Prompt:
Only a number is wanted: how many lines in the listing contain the word "shrub"?

Provided material:

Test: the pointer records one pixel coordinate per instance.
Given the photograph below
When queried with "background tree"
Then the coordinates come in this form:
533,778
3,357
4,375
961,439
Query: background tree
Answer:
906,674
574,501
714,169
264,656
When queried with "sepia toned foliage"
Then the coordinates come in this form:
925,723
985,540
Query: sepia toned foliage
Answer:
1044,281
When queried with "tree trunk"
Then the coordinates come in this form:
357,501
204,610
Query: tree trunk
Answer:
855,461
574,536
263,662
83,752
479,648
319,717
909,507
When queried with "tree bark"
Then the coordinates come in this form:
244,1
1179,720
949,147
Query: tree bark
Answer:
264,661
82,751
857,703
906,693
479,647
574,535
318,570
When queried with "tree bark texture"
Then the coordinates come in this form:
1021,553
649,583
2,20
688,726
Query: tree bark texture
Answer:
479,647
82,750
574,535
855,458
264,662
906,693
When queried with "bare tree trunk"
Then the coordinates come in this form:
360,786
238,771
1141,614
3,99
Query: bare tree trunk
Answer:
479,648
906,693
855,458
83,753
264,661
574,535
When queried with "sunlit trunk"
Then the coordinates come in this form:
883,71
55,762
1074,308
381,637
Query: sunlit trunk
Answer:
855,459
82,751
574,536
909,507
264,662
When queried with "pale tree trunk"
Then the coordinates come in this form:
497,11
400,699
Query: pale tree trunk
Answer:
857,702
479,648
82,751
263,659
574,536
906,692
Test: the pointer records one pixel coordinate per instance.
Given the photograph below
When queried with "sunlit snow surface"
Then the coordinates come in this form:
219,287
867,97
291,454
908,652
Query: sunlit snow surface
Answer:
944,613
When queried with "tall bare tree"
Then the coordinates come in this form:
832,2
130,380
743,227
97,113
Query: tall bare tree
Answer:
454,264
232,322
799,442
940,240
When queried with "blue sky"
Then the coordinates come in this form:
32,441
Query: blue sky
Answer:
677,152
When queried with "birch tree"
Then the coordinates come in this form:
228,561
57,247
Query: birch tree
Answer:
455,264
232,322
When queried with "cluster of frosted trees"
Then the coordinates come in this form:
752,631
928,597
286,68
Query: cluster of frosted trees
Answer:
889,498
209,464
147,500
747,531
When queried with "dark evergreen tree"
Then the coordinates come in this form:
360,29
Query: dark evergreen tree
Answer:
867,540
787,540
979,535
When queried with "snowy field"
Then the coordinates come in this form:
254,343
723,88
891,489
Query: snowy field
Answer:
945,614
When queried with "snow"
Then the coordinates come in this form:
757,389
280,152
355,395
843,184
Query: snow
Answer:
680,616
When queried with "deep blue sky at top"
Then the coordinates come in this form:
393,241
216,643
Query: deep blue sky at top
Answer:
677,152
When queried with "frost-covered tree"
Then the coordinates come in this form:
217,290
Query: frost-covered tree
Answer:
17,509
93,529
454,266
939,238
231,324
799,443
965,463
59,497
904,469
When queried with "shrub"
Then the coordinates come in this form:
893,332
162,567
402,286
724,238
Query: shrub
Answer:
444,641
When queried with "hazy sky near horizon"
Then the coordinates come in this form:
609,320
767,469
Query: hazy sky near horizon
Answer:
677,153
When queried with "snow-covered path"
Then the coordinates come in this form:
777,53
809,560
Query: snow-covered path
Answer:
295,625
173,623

Answer space:
2